▶ **Job**
Extract each line of the material that follows exactly and omit its pictures.

▶ **Provided material**
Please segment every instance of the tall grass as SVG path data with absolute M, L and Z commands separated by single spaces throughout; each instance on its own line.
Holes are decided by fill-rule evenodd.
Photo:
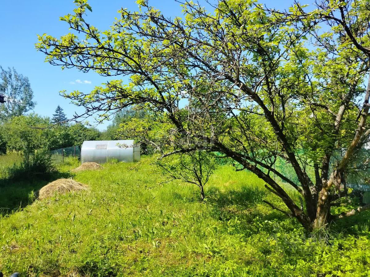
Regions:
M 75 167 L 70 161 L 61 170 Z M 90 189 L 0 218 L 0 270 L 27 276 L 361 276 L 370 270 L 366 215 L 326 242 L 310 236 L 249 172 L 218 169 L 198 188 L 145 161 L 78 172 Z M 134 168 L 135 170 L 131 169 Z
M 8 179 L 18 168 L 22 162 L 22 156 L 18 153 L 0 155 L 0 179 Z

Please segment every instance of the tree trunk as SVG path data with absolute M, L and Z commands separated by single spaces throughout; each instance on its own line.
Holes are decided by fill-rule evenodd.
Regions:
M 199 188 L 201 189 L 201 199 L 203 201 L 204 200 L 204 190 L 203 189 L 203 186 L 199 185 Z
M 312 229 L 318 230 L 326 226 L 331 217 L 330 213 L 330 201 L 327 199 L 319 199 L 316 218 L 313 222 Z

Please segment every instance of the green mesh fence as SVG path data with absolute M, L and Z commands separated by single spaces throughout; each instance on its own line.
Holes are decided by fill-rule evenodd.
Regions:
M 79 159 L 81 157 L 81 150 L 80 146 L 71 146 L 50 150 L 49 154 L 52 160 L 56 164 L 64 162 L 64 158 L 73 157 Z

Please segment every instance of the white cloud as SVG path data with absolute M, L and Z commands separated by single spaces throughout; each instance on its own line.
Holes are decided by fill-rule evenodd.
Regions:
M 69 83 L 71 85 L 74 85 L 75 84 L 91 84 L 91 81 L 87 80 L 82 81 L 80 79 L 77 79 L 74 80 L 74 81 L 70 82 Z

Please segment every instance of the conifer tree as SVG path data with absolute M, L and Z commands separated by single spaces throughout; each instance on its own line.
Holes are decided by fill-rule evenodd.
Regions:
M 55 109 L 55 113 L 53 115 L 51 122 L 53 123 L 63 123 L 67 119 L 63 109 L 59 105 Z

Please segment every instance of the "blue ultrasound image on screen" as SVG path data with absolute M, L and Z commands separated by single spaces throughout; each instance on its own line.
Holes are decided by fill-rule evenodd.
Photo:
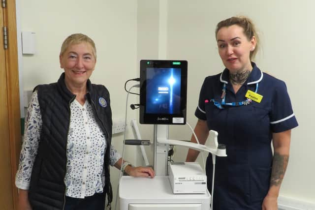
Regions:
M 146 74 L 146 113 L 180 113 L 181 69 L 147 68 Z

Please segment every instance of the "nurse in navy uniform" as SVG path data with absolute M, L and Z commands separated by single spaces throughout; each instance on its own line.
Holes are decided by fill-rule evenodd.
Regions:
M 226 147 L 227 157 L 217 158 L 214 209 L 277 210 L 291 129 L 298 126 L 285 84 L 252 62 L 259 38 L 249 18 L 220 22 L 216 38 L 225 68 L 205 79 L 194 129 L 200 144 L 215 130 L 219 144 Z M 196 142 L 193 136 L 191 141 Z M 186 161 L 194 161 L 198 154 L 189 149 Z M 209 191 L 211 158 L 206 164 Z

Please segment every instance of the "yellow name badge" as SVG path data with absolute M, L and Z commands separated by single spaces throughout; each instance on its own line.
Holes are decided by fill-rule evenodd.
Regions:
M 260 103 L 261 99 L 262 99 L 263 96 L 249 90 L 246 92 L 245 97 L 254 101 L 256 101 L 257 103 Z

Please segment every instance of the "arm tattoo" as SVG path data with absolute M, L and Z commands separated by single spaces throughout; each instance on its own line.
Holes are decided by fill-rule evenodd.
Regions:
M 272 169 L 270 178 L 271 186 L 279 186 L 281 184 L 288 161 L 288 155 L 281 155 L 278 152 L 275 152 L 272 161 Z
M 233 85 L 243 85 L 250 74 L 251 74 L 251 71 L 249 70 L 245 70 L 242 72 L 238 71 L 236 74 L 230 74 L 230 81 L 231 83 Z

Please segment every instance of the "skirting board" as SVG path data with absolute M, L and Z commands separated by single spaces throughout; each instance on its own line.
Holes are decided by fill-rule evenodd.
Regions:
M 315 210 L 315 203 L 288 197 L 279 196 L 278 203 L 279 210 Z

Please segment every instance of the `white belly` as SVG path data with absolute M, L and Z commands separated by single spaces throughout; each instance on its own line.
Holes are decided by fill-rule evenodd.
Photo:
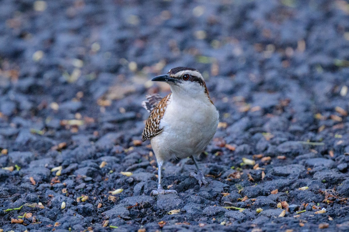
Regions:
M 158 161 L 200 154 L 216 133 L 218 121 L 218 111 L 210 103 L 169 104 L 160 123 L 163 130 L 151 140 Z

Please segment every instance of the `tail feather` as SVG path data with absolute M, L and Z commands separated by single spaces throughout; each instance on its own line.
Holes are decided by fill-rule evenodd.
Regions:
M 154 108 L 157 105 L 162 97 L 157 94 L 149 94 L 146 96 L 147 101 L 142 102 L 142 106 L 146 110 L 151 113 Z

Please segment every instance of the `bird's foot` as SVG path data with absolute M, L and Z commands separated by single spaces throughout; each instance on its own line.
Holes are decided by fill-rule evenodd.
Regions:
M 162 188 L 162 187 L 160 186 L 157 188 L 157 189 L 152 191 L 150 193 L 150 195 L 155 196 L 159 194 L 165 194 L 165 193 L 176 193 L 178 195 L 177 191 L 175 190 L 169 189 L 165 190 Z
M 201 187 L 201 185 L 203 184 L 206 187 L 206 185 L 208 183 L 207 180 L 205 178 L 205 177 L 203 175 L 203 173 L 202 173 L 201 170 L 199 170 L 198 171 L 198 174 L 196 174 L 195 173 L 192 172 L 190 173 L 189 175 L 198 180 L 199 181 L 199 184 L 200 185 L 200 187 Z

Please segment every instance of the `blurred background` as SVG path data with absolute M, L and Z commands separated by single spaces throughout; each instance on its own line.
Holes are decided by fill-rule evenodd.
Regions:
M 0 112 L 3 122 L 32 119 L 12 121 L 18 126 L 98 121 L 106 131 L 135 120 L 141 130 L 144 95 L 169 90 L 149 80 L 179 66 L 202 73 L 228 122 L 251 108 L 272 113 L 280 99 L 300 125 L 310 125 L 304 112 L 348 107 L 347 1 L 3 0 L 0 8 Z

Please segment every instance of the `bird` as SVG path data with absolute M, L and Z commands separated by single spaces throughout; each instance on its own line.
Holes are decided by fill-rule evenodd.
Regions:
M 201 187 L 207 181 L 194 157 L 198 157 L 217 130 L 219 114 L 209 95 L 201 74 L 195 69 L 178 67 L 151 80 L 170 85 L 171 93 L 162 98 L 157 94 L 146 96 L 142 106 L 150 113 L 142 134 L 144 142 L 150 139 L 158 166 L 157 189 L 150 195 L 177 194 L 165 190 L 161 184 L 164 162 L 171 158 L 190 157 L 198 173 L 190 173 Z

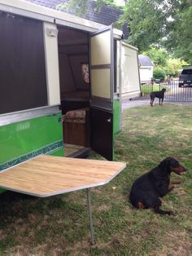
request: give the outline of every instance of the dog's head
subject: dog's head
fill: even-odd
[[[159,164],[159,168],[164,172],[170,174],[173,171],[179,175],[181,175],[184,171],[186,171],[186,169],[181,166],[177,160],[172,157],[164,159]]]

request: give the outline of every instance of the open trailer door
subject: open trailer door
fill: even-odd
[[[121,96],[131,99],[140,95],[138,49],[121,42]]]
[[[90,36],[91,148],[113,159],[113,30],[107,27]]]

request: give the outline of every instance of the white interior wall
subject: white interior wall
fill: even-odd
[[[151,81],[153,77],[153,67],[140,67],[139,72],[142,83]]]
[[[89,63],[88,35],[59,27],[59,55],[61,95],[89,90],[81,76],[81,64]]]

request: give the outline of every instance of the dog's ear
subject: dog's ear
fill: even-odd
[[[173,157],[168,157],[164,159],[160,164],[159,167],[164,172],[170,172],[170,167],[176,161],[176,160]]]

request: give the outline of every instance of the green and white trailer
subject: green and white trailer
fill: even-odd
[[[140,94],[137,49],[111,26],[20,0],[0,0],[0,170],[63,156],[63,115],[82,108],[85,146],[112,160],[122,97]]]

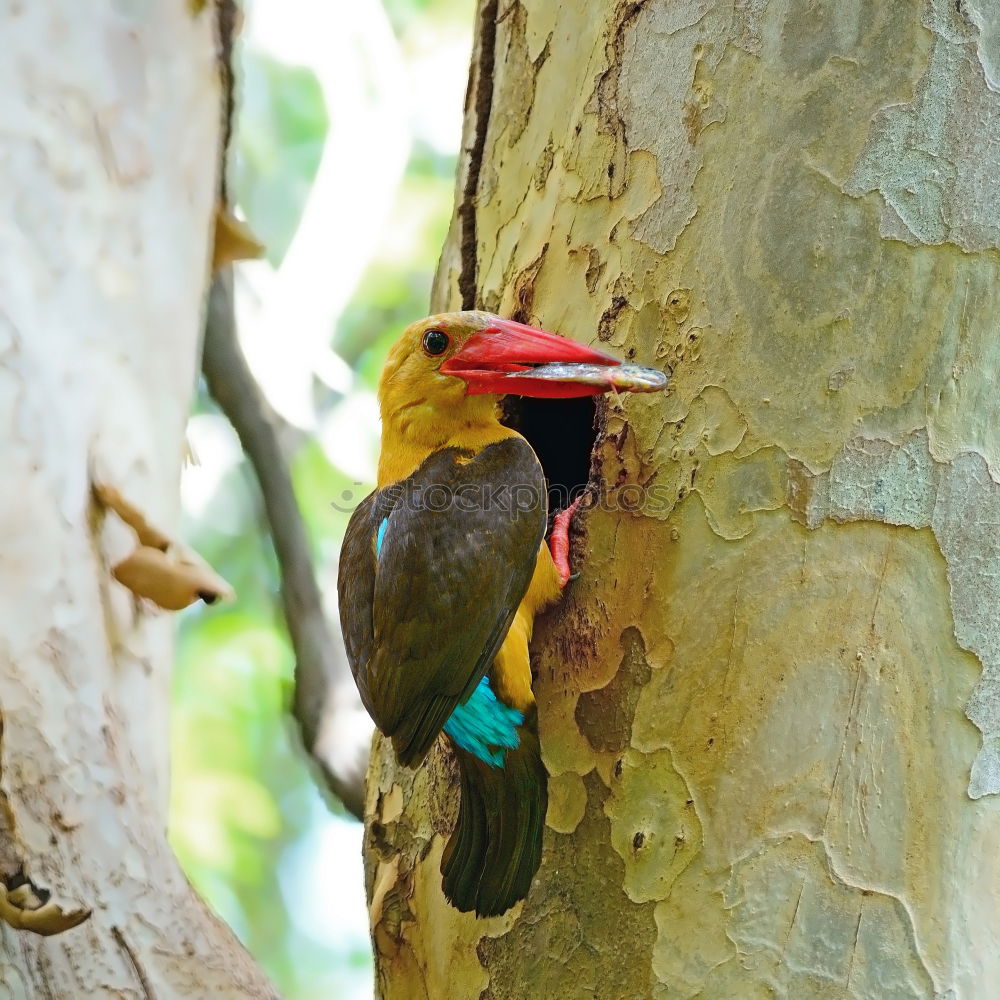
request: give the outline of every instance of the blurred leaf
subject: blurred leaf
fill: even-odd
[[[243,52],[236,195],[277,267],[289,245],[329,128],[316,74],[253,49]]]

▶ **Exercise output**
Please segment every instance of the tall grass as SVG path data with absolute M, L and Z commands separated by single spaces throughout; each instance on its own line.
Holes are decided by fill-rule evenodd.
Photo:
Regions:
M 75 167 L 70 161 L 61 170 Z M 90 189 L 0 218 L 0 270 L 27 276 L 361 276 L 370 270 L 366 215 L 326 242 L 310 236 L 249 172 L 218 169 L 198 188 L 145 161 L 78 172 Z M 134 168 L 135 170 L 131 169 Z
M 8 179 L 18 168 L 22 162 L 22 156 L 18 153 L 0 155 L 0 179 Z

Please segment every instance of the tree trunk as SVG path data with absolute M, L and Z commands separated by single spaces throughout; each instance on its own line.
Holes are decided by fill-rule evenodd.
Regions:
M 199 188 L 201 189 L 201 199 L 203 201 L 204 200 L 204 190 L 203 189 L 203 186 L 199 185 Z
M 312 229 L 318 230 L 326 226 L 331 217 L 330 213 L 330 201 L 327 199 L 319 199 L 316 218 L 313 222 Z

Please segment every instance of the green mesh fence as SVG path data with absolute M, L and Z commands separated by single spaces throughout; each instance on its own line.
Holes are decided by fill-rule evenodd.
Regions:
M 79 159 L 81 157 L 81 150 L 80 146 L 71 146 L 50 150 L 49 154 L 52 160 L 56 164 L 64 162 L 64 158 L 73 157 Z

Please segment every instance of the white cloud as SVG path data with absolute M, L and Z commands separated by single spaces throughout; each instance on its own line.
Holes are decided by fill-rule evenodd.
Regions:
M 69 83 L 71 85 L 74 85 L 75 84 L 91 84 L 91 81 L 87 80 L 82 81 L 80 79 L 77 79 L 74 80 L 74 81 L 70 82 Z

Please segment every instance of the conifer tree as SVG path data with absolute M, L and Z commands separated by single spaces throughout; each instance on its own line.
Holes are decided by fill-rule evenodd.
Regions:
M 55 109 L 55 113 L 53 115 L 51 122 L 53 123 L 63 123 L 67 119 L 63 109 L 59 105 Z

Please segment every instance of the "blue ultrasound image on screen" as SVG path data with absolute M, L and Z commands separated by single spaces throughout; each instance on its own line.
Holes are decided by fill-rule evenodd.
Photo:
Regions:
M 146 74 L 146 113 L 180 113 L 181 69 L 147 68 Z

Please segment every instance of the "nurse in navy uniform" as SVG path data with absolute M, L and Z commands separated by single spaces throughout; each instance on its own line.
Holes are decided by fill-rule evenodd.
Regions:
M 226 147 L 227 157 L 217 158 L 214 209 L 277 210 L 291 129 L 298 126 L 285 84 L 252 62 L 259 38 L 249 18 L 220 22 L 216 38 L 225 68 L 205 79 L 194 129 L 200 144 L 215 130 L 219 144 Z M 196 142 L 193 136 L 191 141 Z M 186 161 L 194 161 L 198 154 L 189 149 Z M 209 191 L 211 158 L 206 164 Z

Please segment every instance of the "yellow name badge" as SVG path data with absolute M, L and Z commands separated by single spaces throughout; each instance on its own line.
Holes are decided by fill-rule evenodd.
Regions:
M 260 103 L 261 99 L 262 99 L 263 96 L 249 90 L 246 92 L 245 97 L 254 101 L 256 101 L 257 103 Z

Please segment every instance of the "arm tattoo" as SVG path data with absolute M, L and Z commands separated by single spaces throughout; each instance on its own line.
Holes are decided by fill-rule evenodd.
Regions:
M 272 169 L 270 178 L 271 186 L 279 186 L 281 184 L 288 161 L 288 155 L 281 155 L 278 152 L 275 152 L 272 161 Z
M 233 85 L 243 85 L 250 74 L 251 74 L 251 71 L 249 70 L 245 70 L 242 72 L 238 71 L 236 74 L 230 74 L 230 81 L 231 83 Z

Please segment every instance of the "skirting board" as SVG path data with absolute M, L and Z commands separated by single spaces throughout; each instance on its own line.
Holes are decided by fill-rule evenodd.
Regions:
M 315 210 L 315 203 L 288 197 L 279 196 L 278 203 L 279 210 Z

Please segment every instance of the `white belly` as SVG path data with absolute M, L and Z commands separated by single spaces throughout; each instance on its own line.
Holes are decided by fill-rule evenodd.
Photo:
Regions:
M 158 161 L 200 154 L 216 133 L 218 121 L 218 111 L 210 103 L 169 104 L 160 123 L 163 130 L 151 140 Z

Please segment every instance of the `tail feather` as SVG path data with absolute M, L and Z commands separated by single spaces throughout; each instance on its own line.
Holes are decided by fill-rule evenodd.
Regions:
M 154 108 L 157 105 L 162 97 L 157 94 L 149 94 L 146 96 L 147 101 L 142 102 L 142 106 L 146 110 L 151 113 Z

Please segment every instance of the `bird's foot` as SVG path data with absolute M, L and Z commands separated by single spaces throughout; each instance on its own line.
Holes are decided by fill-rule evenodd.
Regions:
M 162 188 L 162 187 L 160 186 L 157 188 L 157 189 L 152 191 L 150 193 L 150 195 L 155 196 L 159 194 L 165 194 L 165 193 L 176 193 L 178 195 L 177 191 L 175 190 L 169 189 L 165 190 Z
M 201 187 L 201 185 L 203 184 L 206 187 L 206 185 L 208 183 L 207 180 L 205 178 L 205 177 L 203 175 L 203 173 L 202 173 L 201 170 L 199 170 L 198 171 L 198 174 L 196 174 L 195 173 L 192 172 L 190 173 L 189 175 L 198 180 L 199 181 L 199 184 L 200 185 L 200 187 Z

Please segment every instance of the `blurred background` as SVG path data with absolute M, L and Z commands separated by single spaces throughout; each instance on its own line.
Holes are decided by fill-rule evenodd.
Regions:
M 0 112 L 3 122 L 32 119 L 12 121 L 18 126 L 98 121 L 106 131 L 135 120 L 141 130 L 144 95 L 169 90 L 149 80 L 179 66 L 202 73 L 228 122 L 251 108 L 272 113 L 280 99 L 300 125 L 310 125 L 304 112 L 348 107 L 347 1 L 3 0 L 0 8 Z

Please segment every instance of the `bird` as SVG path data with absolute M, L and Z commands separated by single spaces throughout; each instance on its own line.
Holes are decided by fill-rule evenodd.
Regions:
M 201 187 L 207 181 L 194 157 L 198 157 L 217 130 L 219 114 L 209 95 L 201 74 L 195 69 L 178 67 L 151 80 L 170 85 L 171 93 L 162 98 L 157 94 L 146 96 L 142 106 L 150 113 L 142 134 L 144 142 L 150 139 L 158 166 L 157 189 L 150 195 L 177 194 L 165 190 L 161 184 L 164 162 L 171 158 L 190 157 L 198 173 L 190 173 Z

request: give the outline of every instance of the dog's head
subject: dog's head
fill: even-odd
[[[159,164],[159,168],[164,172],[170,174],[173,171],[179,175],[181,175],[184,171],[186,171],[186,169],[181,166],[177,160],[172,157],[164,159]]]

request: give the outline of every instance of the open trailer door
subject: open trailer door
fill: even-odd
[[[121,96],[131,99],[140,95],[138,49],[121,42]]]
[[[90,36],[91,148],[113,159],[113,30],[107,27]]]

request: give the outline of every instance of the white interior wall
subject: white interior wall
fill: even-odd
[[[151,81],[153,77],[153,67],[140,67],[139,72],[142,83]]]
[[[89,63],[88,35],[59,27],[59,55],[61,95],[89,90],[81,76],[81,64]]]

request: give the outline of every instance of the dog's ear
subject: dog's ear
fill: even-odd
[[[173,157],[168,157],[164,159],[160,164],[159,167],[164,172],[170,172],[170,167],[176,161],[176,160]]]

request: give the outline of every instance of the green and white trailer
subject: green and white trailer
fill: even-odd
[[[140,94],[137,49],[111,26],[20,0],[0,0],[0,170],[63,156],[63,115],[82,108],[85,146],[112,160],[122,97]]]

request: give the outline of every instance of the blurred leaf
subject: blurred leaf
fill: even-odd
[[[243,52],[236,195],[277,267],[289,245],[329,128],[316,74],[253,49]]]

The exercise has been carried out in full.